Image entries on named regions
Start
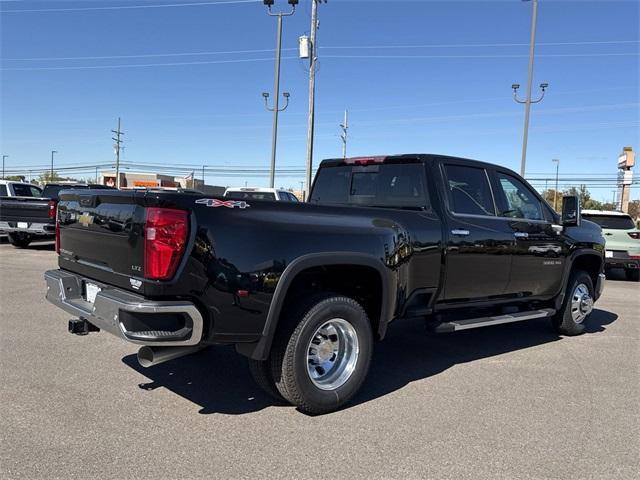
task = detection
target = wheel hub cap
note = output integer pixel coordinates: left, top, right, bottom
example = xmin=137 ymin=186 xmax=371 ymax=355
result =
xmin=571 ymin=283 xmax=593 ymax=323
xmin=306 ymin=318 xmax=360 ymax=390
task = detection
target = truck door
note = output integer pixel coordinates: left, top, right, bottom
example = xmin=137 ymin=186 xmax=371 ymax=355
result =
xmin=493 ymin=170 xmax=569 ymax=297
xmin=442 ymin=161 xmax=515 ymax=301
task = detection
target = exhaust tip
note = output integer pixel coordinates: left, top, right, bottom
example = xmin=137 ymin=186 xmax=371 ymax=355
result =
xmin=138 ymin=347 xmax=154 ymax=368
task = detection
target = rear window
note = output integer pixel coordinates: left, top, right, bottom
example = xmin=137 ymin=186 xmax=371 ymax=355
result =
xmin=224 ymin=192 xmax=276 ymax=200
xmin=310 ymin=163 xmax=429 ymax=208
xmin=12 ymin=183 xmax=42 ymax=197
xmin=582 ymin=213 xmax=635 ymax=230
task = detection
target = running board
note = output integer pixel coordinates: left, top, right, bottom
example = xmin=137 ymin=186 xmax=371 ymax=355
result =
xmin=435 ymin=308 xmax=556 ymax=333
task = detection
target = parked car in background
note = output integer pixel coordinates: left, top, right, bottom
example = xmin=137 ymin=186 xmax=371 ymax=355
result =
xmin=224 ymin=187 xmax=299 ymax=202
xmin=0 ymin=182 xmax=111 ymax=248
xmin=582 ymin=210 xmax=640 ymax=282
xmin=0 ymin=180 xmax=42 ymax=235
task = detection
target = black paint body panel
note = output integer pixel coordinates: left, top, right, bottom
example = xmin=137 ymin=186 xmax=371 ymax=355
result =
xmin=53 ymin=155 xmax=604 ymax=358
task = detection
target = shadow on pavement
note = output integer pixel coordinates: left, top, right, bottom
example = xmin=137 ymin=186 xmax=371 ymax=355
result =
xmin=122 ymin=309 xmax=618 ymax=415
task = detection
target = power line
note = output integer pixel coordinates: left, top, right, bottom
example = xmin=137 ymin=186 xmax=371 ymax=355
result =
xmin=3 ymin=40 xmax=640 ymax=62
xmin=2 ymin=0 xmax=259 ymax=13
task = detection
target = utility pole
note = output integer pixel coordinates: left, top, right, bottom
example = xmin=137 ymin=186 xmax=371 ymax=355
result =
xmin=49 ymin=150 xmax=58 ymax=182
xmin=262 ymin=0 xmax=298 ymax=188
xmin=511 ymin=0 xmax=549 ymax=177
xmin=302 ymin=0 xmax=321 ymax=199
xmin=340 ymin=110 xmax=349 ymax=159
xmin=551 ymin=158 xmax=560 ymax=212
xmin=111 ymin=117 xmax=124 ymax=190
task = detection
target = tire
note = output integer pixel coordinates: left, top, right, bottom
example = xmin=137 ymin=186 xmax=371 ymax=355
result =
xmin=552 ymin=270 xmax=594 ymax=336
xmin=8 ymin=232 xmax=31 ymax=248
xmin=624 ymin=268 xmax=640 ymax=282
xmin=248 ymin=358 xmax=286 ymax=402
xmin=270 ymin=294 xmax=373 ymax=415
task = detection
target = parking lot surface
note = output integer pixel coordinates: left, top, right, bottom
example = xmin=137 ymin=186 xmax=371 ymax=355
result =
xmin=0 ymin=243 xmax=640 ymax=479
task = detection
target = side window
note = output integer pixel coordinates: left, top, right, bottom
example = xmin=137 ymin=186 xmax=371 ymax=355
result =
xmin=496 ymin=172 xmax=545 ymax=220
xmin=444 ymin=165 xmax=496 ymax=216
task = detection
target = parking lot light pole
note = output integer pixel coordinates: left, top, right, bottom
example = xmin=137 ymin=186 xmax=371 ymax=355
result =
xmin=511 ymin=0 xmax=549 ymax=177
xmin=49 ymin=150 xmax=58 ymax=182
xmin=551 ymin=158 xmax=560 ymax=212
xmin=262 ymin=0 xmax=298 ymax=188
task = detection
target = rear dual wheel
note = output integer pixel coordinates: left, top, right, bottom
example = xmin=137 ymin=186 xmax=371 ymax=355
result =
xmin=249 ymin=295 xmax=373 ymax=414
xmin=624 ymin=268 xmax=640 ymax=282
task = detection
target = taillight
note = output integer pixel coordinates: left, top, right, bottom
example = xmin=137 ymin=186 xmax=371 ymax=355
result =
xmin=144 ymin=208 xmax=189 ymax=280
xmin=48 ymin=200 xmax=58 ymax=218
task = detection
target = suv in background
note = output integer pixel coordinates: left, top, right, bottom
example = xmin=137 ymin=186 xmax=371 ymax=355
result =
xmin=224 ymin=187 xmax=299 ymax=202
xmin=582 ymin=210 xmax=640 ymax=282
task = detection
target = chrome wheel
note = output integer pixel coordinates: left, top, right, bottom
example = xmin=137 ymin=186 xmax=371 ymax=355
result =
xmin=571 ymin=283 xmax=593 ymax=323
xmin=307 ymin=318 xmax=360 ymax=390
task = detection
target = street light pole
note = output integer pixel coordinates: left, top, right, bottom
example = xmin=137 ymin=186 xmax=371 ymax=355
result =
xmin=49 ymin=150 xmax=58 ymax=182
xmin=303 ymin=0 xmax=319 ymax=200
xmin=262 ymin=0 xmax=298 ymax=188
xmin=551 ymin=158 xmax=560 ymax=212
xmin=512 ymin=0 xmax=548 ymax=177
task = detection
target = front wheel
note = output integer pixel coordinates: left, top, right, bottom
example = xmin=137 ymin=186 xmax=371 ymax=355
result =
xmin=270 ymin=295 xmax=373 ymax=414
xmin=552 ymin=270 xmax=594 ymax=335
xmin=8 ymin=232 xmax=31 ymax=248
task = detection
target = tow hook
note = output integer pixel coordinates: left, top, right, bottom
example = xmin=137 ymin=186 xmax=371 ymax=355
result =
xmin=69 ymin=318 xmax=100 ymax=335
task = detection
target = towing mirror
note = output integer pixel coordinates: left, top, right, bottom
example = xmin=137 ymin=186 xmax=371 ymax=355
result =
xmin=562 ymin=195 xmax=581 ymax=227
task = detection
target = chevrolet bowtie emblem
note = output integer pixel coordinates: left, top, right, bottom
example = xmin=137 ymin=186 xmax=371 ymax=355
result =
xmin=78 ymin=212 xmax=93 ymax=227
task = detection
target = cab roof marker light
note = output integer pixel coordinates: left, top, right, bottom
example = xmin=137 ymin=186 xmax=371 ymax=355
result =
xmin=344 ymin=155 xmax=387 ymax=165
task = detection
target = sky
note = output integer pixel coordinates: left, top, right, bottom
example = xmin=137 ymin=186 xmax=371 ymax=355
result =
xmin=0 ymin=0 xmax=640 ymax=200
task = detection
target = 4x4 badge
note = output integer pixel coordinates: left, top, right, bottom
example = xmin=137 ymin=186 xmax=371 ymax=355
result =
xmin=196 ymin=198 xmax=251 ymax=208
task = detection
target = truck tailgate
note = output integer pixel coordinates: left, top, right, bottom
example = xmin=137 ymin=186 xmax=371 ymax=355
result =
xmin=58 ymin=190 xmax=145 ymax=288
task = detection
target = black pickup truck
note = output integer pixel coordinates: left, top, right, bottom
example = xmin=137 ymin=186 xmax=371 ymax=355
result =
xmin=45 ymin=155 xmax=605 ymax=413
xmin=0 ymin=183 xmax=110 ymax=248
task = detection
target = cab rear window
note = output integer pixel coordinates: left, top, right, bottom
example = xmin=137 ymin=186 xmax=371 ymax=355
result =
xmin=310 ymin=163 xmax=429 ymax=208
xmin=224 ymin=192 xmax=276 ymax=200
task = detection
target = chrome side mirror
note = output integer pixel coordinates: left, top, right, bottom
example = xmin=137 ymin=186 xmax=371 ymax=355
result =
xmin=561 ymin=195 xmax=582 ymax=227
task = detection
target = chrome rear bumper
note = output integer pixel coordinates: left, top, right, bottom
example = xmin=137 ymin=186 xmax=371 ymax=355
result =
xmin=44 ymin=270 xmax=203 ymax=347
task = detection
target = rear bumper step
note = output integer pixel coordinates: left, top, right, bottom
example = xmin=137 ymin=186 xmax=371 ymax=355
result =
xmin=44 ymin=270 xmax=203 ymax=347
xmin=435 ymin=308 xmax=556 ymax=333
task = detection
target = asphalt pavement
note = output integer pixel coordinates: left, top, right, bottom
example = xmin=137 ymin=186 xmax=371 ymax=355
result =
xmin=0 ymin=242 xmax=640 ymax=480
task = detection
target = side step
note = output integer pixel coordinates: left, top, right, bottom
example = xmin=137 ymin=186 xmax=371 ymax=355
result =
xmin=435 ymin=308 xmax=556 ymax=333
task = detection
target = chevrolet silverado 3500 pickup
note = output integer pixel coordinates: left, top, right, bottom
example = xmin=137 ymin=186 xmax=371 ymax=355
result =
xmin=45 ymin=155 xmax=605 ymax=414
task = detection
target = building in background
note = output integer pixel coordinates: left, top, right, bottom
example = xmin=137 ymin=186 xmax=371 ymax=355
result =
xmin=98 ymin=170 xmax=225 ymax=196
xmin=616 ymin=147 xmax=636 ymax=213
End
EXERCISE AIM
Gather every line in the rows above that contains the string "truck", and copy each one out. Treat uppercase and lowercase as different.

REPLY
target = truck door
target = truck tailgate
target = black pickup truck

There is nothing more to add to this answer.